**Work to complete**: The required response is the number of lines in the entries that include the word "dining", with nothing added.

**Source data**:
···
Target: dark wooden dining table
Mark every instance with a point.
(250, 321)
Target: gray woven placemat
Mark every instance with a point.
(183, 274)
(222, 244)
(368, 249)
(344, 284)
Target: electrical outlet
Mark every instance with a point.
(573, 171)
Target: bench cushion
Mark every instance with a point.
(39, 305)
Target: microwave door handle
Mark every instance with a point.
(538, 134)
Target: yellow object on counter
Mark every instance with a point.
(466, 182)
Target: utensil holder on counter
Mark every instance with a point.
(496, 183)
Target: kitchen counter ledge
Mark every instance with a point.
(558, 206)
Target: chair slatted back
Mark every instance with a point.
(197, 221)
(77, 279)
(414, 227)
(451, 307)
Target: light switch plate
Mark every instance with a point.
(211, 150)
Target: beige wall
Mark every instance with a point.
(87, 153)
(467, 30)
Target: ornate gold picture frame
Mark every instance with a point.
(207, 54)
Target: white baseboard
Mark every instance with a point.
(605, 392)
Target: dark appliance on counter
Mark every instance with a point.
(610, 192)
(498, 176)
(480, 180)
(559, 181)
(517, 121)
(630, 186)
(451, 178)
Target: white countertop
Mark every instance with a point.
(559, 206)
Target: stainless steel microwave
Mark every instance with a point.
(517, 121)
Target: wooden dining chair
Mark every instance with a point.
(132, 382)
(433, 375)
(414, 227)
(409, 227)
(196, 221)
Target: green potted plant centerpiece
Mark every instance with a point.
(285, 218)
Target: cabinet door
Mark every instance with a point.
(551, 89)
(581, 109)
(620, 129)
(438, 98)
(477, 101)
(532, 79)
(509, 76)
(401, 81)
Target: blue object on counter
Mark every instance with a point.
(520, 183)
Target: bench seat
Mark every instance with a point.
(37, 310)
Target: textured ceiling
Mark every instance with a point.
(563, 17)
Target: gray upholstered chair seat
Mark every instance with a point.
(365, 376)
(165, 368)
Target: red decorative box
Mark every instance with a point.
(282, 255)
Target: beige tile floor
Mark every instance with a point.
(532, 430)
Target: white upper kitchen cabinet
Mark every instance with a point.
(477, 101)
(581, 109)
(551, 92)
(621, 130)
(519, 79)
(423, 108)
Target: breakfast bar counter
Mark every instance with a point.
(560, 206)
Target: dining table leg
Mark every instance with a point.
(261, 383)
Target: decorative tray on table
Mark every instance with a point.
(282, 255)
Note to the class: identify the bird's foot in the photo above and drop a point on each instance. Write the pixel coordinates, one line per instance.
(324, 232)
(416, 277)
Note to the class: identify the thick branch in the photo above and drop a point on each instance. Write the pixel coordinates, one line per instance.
···
**Exercise result**: 3